The data:

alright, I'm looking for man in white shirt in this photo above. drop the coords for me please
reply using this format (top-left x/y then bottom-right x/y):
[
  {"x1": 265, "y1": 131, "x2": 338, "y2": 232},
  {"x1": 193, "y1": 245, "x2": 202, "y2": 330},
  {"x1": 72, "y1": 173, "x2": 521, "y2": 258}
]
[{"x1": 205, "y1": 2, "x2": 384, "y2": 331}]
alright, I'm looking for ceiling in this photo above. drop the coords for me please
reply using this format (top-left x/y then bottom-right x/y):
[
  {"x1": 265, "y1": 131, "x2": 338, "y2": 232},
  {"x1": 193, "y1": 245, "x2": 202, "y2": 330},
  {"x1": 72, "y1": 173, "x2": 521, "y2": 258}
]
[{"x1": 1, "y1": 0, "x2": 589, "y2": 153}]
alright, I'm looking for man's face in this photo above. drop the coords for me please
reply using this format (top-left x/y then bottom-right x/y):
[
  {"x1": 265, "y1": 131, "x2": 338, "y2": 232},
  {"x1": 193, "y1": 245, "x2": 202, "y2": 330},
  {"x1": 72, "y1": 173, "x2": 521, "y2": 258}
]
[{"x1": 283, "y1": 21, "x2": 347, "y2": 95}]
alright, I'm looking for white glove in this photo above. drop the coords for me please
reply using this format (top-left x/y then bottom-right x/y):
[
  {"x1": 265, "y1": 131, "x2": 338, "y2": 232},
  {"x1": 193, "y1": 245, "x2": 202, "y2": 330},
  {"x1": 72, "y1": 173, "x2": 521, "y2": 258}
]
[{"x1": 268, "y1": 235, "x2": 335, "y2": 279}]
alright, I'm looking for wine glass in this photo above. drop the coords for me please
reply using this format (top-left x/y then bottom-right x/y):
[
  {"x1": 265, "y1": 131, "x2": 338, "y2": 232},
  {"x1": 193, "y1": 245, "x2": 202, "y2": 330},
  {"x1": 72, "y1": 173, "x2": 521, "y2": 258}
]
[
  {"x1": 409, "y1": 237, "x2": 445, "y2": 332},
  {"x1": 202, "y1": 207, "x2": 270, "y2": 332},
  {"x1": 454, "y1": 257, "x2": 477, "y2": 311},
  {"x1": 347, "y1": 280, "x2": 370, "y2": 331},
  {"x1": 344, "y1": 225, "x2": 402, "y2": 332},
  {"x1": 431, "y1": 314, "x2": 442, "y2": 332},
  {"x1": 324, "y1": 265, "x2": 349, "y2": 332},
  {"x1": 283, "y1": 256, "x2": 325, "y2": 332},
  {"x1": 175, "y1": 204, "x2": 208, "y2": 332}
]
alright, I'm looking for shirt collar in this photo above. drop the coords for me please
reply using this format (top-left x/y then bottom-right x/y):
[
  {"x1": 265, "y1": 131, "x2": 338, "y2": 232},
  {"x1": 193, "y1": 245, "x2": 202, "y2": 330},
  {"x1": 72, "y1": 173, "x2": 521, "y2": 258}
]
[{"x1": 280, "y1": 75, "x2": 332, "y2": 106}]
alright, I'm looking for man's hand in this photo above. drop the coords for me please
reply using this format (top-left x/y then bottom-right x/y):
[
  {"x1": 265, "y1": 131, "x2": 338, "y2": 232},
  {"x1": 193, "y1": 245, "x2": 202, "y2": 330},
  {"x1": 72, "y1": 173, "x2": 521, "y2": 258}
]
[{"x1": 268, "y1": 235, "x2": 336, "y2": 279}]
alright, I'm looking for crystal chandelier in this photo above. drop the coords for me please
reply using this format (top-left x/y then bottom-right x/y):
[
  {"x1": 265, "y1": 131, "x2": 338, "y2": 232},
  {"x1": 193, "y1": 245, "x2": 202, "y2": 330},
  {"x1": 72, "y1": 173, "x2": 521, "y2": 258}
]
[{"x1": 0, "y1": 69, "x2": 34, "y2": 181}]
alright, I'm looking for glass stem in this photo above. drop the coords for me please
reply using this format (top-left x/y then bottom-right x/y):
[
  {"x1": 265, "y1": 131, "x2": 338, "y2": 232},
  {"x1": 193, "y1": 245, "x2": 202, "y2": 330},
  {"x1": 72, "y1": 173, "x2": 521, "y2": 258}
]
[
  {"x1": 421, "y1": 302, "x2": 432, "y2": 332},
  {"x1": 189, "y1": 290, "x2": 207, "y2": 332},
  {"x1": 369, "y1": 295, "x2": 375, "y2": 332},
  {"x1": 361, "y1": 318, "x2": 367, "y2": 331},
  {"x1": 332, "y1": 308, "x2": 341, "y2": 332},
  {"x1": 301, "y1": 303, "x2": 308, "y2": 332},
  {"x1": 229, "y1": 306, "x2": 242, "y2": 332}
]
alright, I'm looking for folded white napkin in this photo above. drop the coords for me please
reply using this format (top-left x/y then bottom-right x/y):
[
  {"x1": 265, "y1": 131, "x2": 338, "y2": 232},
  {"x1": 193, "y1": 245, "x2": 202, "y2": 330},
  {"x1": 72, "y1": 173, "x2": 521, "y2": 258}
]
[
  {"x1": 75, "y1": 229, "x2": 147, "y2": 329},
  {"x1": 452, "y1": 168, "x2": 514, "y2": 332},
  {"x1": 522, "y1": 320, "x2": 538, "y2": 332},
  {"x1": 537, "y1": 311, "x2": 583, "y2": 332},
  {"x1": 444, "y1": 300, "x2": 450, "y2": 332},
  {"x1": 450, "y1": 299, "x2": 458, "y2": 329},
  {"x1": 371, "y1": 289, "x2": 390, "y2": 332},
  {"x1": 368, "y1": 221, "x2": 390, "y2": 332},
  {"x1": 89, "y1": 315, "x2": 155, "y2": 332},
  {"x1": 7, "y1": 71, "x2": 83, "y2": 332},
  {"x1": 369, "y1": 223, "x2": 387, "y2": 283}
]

Task details:
Line by line, please copy the listing exactly.

Response to this task:
alright, I'm looking for man in white shirt in this photo above. drop the coords for me please
reply using this format (top-left x/y then bottom-right x/y):
[
  {"x1": 265, "y1": 131, "x2": 338, "y2": 232},
  {"x1": 193, "y1": 245, "x2": 202, "y2": 330},
  {"x1": 72, "y1": 173, "x2": 521, "y2": 258}
]
[{"x1": 205, "y1": 2, "x2": 384, "y2": 331}]
alright, I'm looking for ceiling in this photo above. drop the coords for me please
reply using this format (top-left x/y then bottom-right x/y):
[
  {"x1": 265, "y1": 131, "x2": 338, "y2": 232},
  {"x1": 193, "y1": 245, "x2": 202, "y2": 330},
  {"x1": 72, "y1": 173, "x2": 521, "y2": 258}
]
[{"x1": 1, "y1": 0, "x2": 589, "y2": 153}]
alright, I'm looking for man's face in this photo above. drop the coords for me please
reply using this format (top-left x/y then bottom-right x/y):
[
  {"x1": 265, "y1": 131, "x2": 338, "y2": 232},
  {"x1": 193, "y1": 245, "x2": 202, "y2": 330},
  {"x1": 72, "y1": 173, "x2": 521, "y2": 258}
]
[{"x1": 283, "y1": 21, "x2": 347, "y2": 95}]
alright, I'm looking for white glove in this photo above. drop the coords for me please
reply using this format (top-left x/y then bottom-right x/y):
[
  {"x1": 265, "y1": 131, "x2": 338, "y2": 232},
  {"x1": 193, "y1": 245, "x2": 202, "y2": 330},
  {"x1": 72, "y1": 173, "x2": 521, "y2": 258}
]
[{"x1": 268, "y1": 235, "x2": 335, "y2": 279}]
alright, I'm looking for wine glass in this photo above. drop the coords for me please
reply using this format (top-left x/y then bottom-right x/y):
[
  {"x1": 265, "y1": 131, "x2": 338, "y2": 232},
  {"x1": 193, "y1": 245, "x2": 202, "y2": 330},
  {"x1": 72, "y1": 173, "x2": 521, "y2": 258}
]
[
  {"x1": 409, "y1": 237, "x2": 445, "y2": 332},
  {"x1": 202, "y1": 207, "x2": 270, "y2": 332},
  {"x1": 454, "y1": 257, "x2": 477, "y2": 311},
  {"x1": 347, "y1": 280, "x2": 370, "y2": 331},
  {"x1": 344, "y1": 225, "x2": 402, "y2": 332},
  {"x1": 431, "y1": 314, "x2": 442, "y2": 332},
  {"x1": 324, "y1": 265, "x2": 349, "y2": 332},
  {"x1": 283, "y1": 256, "x2": 325, "y2": 332},
  {"x1": 175, "y1": 204, "x2": 208, "y2": 332}
]
alright, I'm looking for shirt collar in this photo above. drop the coords for me please
reply using this format (top-left x/y then bottom-right x/y):
[
  {"x1": 265, "y1": 131, "x2": 338, "y2": 232},
  {"x1": 193, "y1": 245, "x2": 202, "y2": 330},
  {"x1": 72, "y1": 173, "x2": 521, "y2": 258}
]
[{"x1": 280, "y1": 75, "x2": 332, "y2": 106}]
alright, I'm looking for man's hand in this photo above. drop the coords for me please
reply using this format (top-left x/y then bottom-right x/y):
[
  {"x1": 265, "y1": 131, "x2": 338, "y2": 232},
  {"x1": 193, "y1": 245, "x2": 202, "y2": 330},
  {"x1": 72, "y1": 173, "x2": 521, "y2": 258}
]
[{"x1": 268, "y1": 235, "x2": 336, "y2": 279}]
alright, I'm looking for crystal chandelier in this photo above. drop the coords for me please
reply using this format (top-left x/y then bottom-right x/y):
[
  {"x1": 265, "y1": 131, "x2": 338, "y2": 232},
  {"x1": 193, "y1": 245, "x2": 202, "y2": 330},
  {"x1": 72, "y1": 173, "x2": 521, "y2": 258}
]
[{"x1": 0, "y1": 69, "x2": 34, "y2": 181}]
alright, I'm looking for glass stem in this photo above. drop the coords for me please
reply using this format (top-left x/y then bottom-right x/y):
[
  {"x1": 265, "y1": 131, "x2": 338, "y2": 232},
  {"x1": 193, "y1": 245, "x2": 202, "y2": 330},
  {"x1": 72, "y1": 173, "x2": 521, "y2": 258}
]
[
  {"x1": 421, "y1": 302, "x2": 432, "y2": 332},
  {"x1": 189, "y1": 290, "x2": 207, "y2": 332},
  {"x1": 369, "y1": 295, "x2": 375, "y2": 332},
  {"x1": 361, "y1": 318, "x2": 367, "y2": 331},
  {"x1": 332, "y1": 308, "x2": 341, "y2": 332},
  {"x1": 301, "y1": 303, "x2": 308, "y2": 332},
  {"x1": 229, "y1": 306, "x2": 242, "y2": 332}
]
alright, I'm looking for folded white napkin in this photo above. drop the coords for me please
reply using this format (top-left x/y then bottom-right x/y):
[
  {"x1": 265, "y1": 131, "x2": 338, "y2": 232},
  {"x1": 193, "y1": 245, "x2": 202, "y2": 330},
  {"x1": 72, "y1": 173, "x2": 521, "y2": 258}
]
[
  {"x1": 75, "y1": 229, "x2": 147, "y2": 329},
  {"x1": 452, "y1": 168, "x2": 514, "y2": 332},
  {"x1": 522, "y1": 320, "x2": 538, "y2": 332},
  {"x1": 537, "y1": 311, "x2": 583, "y2": 332},
  {"x1": 444, "y1": 300, "x2": 450, "y2": 332},
  {"x1": 450, "y1": 299, "x2": 458, "y2": 329},
  {"x1": 371, "y1": 289, "x2": 390, "y2": 332},
  {"x1": 368, "y1": 221, "x2": 390, "y2": 332},
  {"x1": 89, "y1": 315, "x2": 155, "y2": 332},
  {"x1": 7, "y1": 71, "x2": 83, "y2": 332},
  {"x1": 369, "y1": 223, "x2": 387, "y2": 283}
]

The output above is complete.